COSA SI RICHIEDE ▸ Riscrivi le righe del materiale dall'inizio fino a quella che contiene "[[204, 197, 251, 241], [45, 330, 91, 381]]", inclusa, comprese le richieste, e riscala ogni coordinata dei riquadri nelle risposte moltiplicandola per 2,05 e arrotondandola all'intero più vicino, con le metà arrotondate per eccesso. Non toccare i numeri delle richieste né quelli dei formati di esempio, e ometti le immagini.

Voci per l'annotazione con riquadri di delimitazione
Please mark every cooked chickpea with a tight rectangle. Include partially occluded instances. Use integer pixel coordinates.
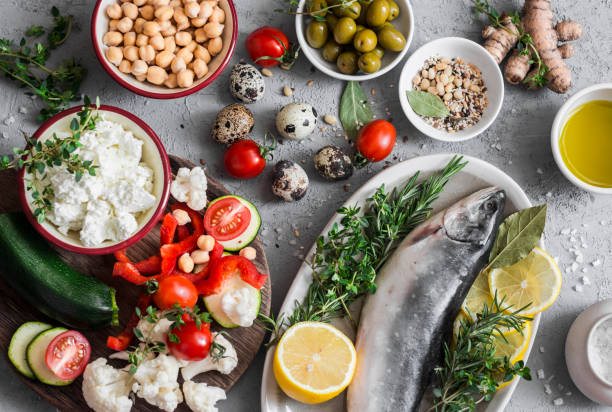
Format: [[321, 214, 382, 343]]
[[178, 253, 195, 273], [106, 3, 123, 20], [132, 60, 149, 76], [191, 250, 210, 265], [208, 37, 223, 56], [106, 46, 123, 66], [198, 235, 215, 252], [138, 45, 155, 63], [102, 31, 123, 46], [238, 246, 257, 260]]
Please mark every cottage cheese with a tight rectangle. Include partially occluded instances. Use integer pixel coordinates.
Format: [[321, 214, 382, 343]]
[[35, 117, 155, 247]]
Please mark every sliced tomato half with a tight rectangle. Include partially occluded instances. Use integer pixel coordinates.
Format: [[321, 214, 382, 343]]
[[204, 197, 251, 241], [45, 330, 91, 381]]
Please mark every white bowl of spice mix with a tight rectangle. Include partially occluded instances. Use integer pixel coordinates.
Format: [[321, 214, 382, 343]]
[[398, 37, 504, 142]]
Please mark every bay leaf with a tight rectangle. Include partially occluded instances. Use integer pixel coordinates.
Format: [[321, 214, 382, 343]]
[[487, 204, 546, 269], [406, 90, 450, 118], [340, 81, 373, 139]]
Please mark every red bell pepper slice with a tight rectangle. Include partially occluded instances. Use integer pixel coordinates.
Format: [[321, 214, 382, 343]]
[[196, 255, 268, 296], [159, 213, 178, 245], [106, 294, 151, 352]]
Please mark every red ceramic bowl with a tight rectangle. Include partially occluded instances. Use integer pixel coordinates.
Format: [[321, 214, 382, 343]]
[[91, 0, 238, 99], [19, 105, 172, 255]]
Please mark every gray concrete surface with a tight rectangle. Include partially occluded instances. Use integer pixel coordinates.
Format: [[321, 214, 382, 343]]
[[0, 0, 612, 412]]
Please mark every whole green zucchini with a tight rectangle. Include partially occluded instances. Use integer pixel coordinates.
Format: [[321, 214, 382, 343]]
[[0, 213, 119, 329]]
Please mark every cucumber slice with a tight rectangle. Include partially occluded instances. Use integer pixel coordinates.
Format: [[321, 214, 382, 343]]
[[26, 328, 74, 386], [208, 195, 261, 252], [204, 276, 261, 328], [8, 322, 52, 379]]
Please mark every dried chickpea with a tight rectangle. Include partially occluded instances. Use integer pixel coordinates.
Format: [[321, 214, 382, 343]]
[[136, 34, 149, 47], [106, 3, 123, 20], [155, 50, 175, 69], [164, 73, 176, 89], [102, 31, 123, 46], [138, 44, 155, 63], [132, 60, 149, 76], [123, 31, 136, 46], [106, 46, 123, 66], [149, 33, 165, 50], [117, 17, 134, 33], [123, 46, 139, 62], [193, 45, 211, 64], [208, 37, 223, 56], [119, 59, 132, 74], [191, 59, 208, 79], [204, 21, 223, 39], [121, 2, 138, 20]]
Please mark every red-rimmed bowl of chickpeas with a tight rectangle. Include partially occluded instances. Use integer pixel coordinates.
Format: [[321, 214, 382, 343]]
[[91, 0, 238, 99]]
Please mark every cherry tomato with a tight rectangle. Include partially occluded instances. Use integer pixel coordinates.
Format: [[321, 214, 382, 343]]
[[357, 119, 396, 162], [168, 319, 212, 361], [45, 330, 91, 381], [246, 26, 297, 67], [153, 275, 198, 310], [204, 196, 251, 241]]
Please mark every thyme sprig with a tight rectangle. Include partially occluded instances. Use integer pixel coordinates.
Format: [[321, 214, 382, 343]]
[[429, 295, 531, 412], [260, 156, 467, 344], [0, 7, 87, 121], [0, 97, 100, 223], [471, 0, 549, 88]]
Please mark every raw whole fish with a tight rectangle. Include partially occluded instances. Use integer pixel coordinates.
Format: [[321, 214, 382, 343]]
[[347, 187, 506, 412]]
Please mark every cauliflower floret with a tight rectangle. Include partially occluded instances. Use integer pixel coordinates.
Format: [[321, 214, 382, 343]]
[[82, 358, 132, 412], [181, 333, 238, 381], [170, 167, 207, 210], [183, 381, 227, 412], [132, 354, 183, 412]]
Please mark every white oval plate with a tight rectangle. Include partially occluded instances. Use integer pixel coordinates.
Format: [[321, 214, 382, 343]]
[[261, 154, 544, 412]]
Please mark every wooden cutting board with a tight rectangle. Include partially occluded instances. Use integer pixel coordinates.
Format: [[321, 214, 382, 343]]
[[0, 156, 271, 412]]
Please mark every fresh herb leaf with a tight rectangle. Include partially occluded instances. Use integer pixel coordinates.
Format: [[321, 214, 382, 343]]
[[485, 205, 546, 270], [340, 81, 373, 139], [406, 90, 450, 118]]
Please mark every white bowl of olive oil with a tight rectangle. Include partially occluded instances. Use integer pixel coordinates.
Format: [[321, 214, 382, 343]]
[[551, 83, 612, 194]]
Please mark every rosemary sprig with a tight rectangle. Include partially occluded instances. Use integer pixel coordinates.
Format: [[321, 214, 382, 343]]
[[0, 7, 86, 121], [429, 296, 531, 412], [0, 97, 100, 223], [260, 156, 467, 344], [471, 0, 549, 87]]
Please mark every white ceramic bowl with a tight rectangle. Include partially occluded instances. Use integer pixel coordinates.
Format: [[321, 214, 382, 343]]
[[295, 0, 414, 81], [91, 0, 238, 99], [550, 83, 612, 195], [397, 37, 504, 142], [565, 299, 612, 406]]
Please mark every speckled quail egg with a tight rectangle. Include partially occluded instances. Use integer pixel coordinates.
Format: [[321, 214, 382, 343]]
[[272, 160, 308, 202], [276, 103, 317, 140], [210, 104, 255, 144], [230, 63, 266, 103], [315, 146, 353, 180]]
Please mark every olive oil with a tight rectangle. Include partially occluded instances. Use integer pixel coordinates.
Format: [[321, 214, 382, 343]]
[[559, 100, 612, 187]]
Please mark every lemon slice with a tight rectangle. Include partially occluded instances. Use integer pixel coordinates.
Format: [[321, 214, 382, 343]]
[[489, 247, 561, 316], [274, 322, 357, 404]]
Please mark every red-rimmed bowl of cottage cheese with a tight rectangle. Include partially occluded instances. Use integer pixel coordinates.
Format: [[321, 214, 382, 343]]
[[19, 105, 172, 255]]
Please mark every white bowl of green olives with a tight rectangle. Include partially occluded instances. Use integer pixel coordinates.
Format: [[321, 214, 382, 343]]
[[295, 0, 414, 81]]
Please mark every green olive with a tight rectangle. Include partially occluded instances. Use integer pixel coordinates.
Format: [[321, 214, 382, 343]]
[[306, 20, 328, 49], [378, 27, 406, 52], [387, 0, 399, 21], [336, 51, 359, 74], [353, 29, 378, 53], [366, 0, 389, 27], [321, 39, 342, 63], [334, 17, 357, 44], [357, 52, 381, 73]]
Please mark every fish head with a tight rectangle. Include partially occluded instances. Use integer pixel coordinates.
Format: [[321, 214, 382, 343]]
[[443, 187, 506, 247]]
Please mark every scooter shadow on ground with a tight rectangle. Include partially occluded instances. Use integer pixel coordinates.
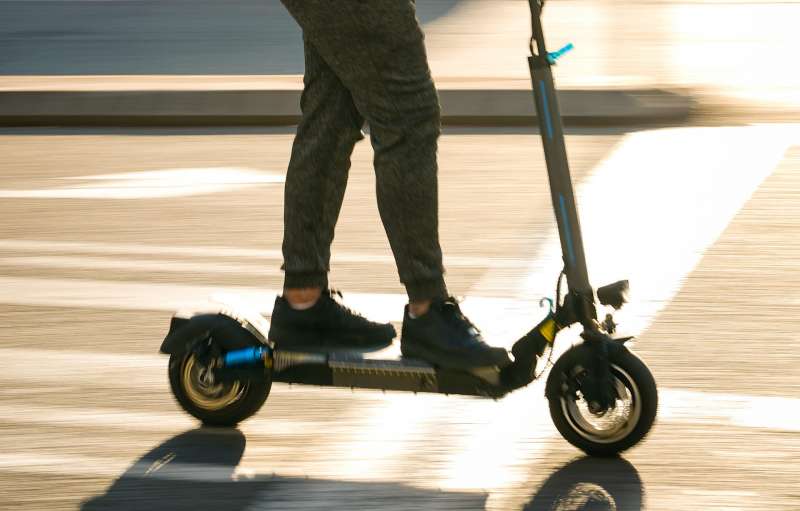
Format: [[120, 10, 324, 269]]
[[81, 428, 642, 511]]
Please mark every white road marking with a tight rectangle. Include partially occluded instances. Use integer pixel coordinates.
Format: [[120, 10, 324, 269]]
[[0, 256, 282, 276], [0, 167, 285, 199], [0, 239, 528, 270], [0, 277, 513, 322]]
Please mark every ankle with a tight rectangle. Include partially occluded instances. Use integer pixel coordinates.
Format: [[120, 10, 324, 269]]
[[283, 287, 322, 310], [408, 300, 431, 319]]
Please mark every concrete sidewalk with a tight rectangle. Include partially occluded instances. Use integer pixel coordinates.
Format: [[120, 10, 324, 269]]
[[0, 75, 694, 126]]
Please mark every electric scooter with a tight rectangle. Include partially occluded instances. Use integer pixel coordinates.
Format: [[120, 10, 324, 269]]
[[161, 0, 658, 456]]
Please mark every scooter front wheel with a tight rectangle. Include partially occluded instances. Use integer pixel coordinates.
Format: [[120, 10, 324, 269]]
[[547, 344, 658, 456]]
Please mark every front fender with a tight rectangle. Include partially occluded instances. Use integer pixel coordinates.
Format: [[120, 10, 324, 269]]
[[544, 338, 632, 399]]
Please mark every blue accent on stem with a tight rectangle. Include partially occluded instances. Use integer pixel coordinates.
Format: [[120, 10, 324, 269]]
[[558, 193, 575, 265], [223, 346, 267, 367], [547, 43, 575, 64], [539, 81, 553, 140]]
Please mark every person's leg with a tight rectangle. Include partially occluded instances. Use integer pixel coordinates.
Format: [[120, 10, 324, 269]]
[[268, 31, 396, 351], [283, 33, 364, 307], [283, 0, 447, 313], [282, 0, 510, 369]]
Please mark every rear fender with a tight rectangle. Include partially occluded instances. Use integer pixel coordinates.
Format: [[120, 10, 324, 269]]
[[160, 313, 265, 355], [160, 294, 274, 355]]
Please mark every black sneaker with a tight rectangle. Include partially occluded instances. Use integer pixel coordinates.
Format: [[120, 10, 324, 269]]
[[400, 298, 511, 370], [269, 290, 397, 352]]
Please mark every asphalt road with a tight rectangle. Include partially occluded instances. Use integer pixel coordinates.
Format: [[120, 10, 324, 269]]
[[0, 0, 800, 111], [0, 123, 800, 510]]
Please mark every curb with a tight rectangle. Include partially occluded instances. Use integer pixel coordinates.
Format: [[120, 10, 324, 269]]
[[0, 77, 694, 126]]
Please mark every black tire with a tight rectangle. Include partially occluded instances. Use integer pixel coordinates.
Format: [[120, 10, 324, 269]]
[[547, 344, 658, 456], [169, 319, 272, 427]]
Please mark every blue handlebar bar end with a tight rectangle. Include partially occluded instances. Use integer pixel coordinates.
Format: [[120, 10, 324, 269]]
[[547, 43, 575, 64]]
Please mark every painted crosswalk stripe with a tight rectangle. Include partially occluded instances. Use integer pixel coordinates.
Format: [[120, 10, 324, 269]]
[[0, 239, 528, 269], [0, 167, 285, 200]]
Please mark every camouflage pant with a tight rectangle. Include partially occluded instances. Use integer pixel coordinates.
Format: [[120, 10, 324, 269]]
[[282, 0, 447, 300]]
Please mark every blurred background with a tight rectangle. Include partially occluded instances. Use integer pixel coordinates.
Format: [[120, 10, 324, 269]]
[[0, 0, 800, 510]]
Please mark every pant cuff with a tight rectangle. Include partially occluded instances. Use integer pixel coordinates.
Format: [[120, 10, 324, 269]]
[[406, 277, 447, 302], [283, 271, 328, 289]]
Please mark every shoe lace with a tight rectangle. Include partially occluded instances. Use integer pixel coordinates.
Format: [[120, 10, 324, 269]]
[[442, 296, 481, 337], [328, 289, 366, 319]]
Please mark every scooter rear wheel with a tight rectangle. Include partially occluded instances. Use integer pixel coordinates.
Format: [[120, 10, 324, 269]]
[[168, 315, 272, 427], [169, 352, 271, 427], [547, 344, 658, 456]]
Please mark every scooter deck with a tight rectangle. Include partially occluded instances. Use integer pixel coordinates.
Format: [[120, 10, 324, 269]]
[[272, 351, 507, 398]]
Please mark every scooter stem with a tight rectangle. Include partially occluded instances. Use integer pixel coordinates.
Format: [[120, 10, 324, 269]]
[[528, 0, 597, 328]]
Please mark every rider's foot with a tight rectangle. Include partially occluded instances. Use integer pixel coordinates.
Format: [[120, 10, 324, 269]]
[[269, 290, 397, 352], [400, 298, 511, 370]]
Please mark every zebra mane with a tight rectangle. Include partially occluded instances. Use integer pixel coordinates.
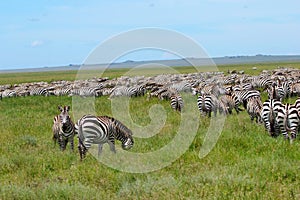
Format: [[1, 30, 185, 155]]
[[102, 116, 132, 137]]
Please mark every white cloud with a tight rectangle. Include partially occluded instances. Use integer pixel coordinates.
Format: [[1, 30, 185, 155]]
[[30, 40, 44, 47]]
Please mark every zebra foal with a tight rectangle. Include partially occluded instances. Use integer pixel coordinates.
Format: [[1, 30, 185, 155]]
[[75, 115, 134, 160], [52, 106, 75, 151]]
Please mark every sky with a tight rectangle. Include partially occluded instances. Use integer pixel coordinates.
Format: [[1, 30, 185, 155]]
[[0, 0, 300, 70]]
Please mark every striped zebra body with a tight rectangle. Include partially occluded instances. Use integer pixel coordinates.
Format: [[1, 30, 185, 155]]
[[30, 87, 49, 96], [171, 94, 183, 112], [276, 104, 300, 142], [75, 115, 134, 159], [260, 99, 281, 137], [52, 106, 75, 151], [232, 90, 260, 109], [197, 95, 219, 117], [247, 97, 263, 123], [1, 89, 17, 98], [219, 95, 242, 114], [109, 86, 137, 98], [251, 77, 273, 90], [53, 87, 72, 96]]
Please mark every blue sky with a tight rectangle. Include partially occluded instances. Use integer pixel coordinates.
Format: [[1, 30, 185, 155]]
[[0, 0, 300, 69]]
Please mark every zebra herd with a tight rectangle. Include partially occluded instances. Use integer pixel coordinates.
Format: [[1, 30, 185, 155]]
[[52, 106, 134, 160], [0, 68, 300, 158]]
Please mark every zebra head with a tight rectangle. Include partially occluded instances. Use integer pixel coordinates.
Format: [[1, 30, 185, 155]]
[[122, 136, 134, 150], [111, 118, 134, 150], [58, 106, 71, 127]]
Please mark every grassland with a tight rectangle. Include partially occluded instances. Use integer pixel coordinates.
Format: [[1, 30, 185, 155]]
[[0, 63, 300, 199]]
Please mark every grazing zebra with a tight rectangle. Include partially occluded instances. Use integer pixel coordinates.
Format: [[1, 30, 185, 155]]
[[219, 94, 242, 114], [69, 86, 102, 97], [29, 87, 49, 96], [267, 82, 284, 102], [276, 104, 300, 143], [247, 97, 263, 123], [75, 115, 134, 160], [251, 77, 273, 90], [1, 89, 17, 98], [231, 90, 260, 109], [197, 95, 219, 117], [171, 94, 183, 112], [109, 86, 144, 98], [260, 99, 281, 137], [52, 106, 75, 151]]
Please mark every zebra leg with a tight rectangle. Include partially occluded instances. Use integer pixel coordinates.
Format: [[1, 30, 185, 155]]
[[78, 139, 87, 160], [108, 140, 116, 153], [59, 135, 66, 151], [70, 137, 74, 152], [98, 144, 103, 157]]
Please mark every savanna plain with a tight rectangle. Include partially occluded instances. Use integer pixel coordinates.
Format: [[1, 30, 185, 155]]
[[0, 63, 300, 199]]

SOLUZIONE SCRITTA ▸
Please mark every cooked chickpea with a tight rectangle. Include partially occluded instances. Use integer pixel coordinates.
Format: [[321, 214, 382, 343]]
[[365, 519, 400, 560], [217, 6, 252, 41], [271, 123, 305, 156], [392, 513, 431, 543], [426, 76, 457, 115], [217, 94, 252, 135], [406, 482, 441, 517], [283, 92, 318, 129], [209, 64, 252, 94], [488, 504, 527, 533]]
Please mark every cottage cheese with a tight rectangle. Include partially occluded instances. Use integer pixel coordinates.
Format: [[321, 214, 382, 343]]
[[72, 240, 318, 506]]
Please mark every sliced tomato half with a tight rectangle. Include partially occluded instances. Use integer pixel coordinates.
Format: [[321, 214, 382, 343]]
[[418, 404, 515, 494], [92, 677, 187, 781]]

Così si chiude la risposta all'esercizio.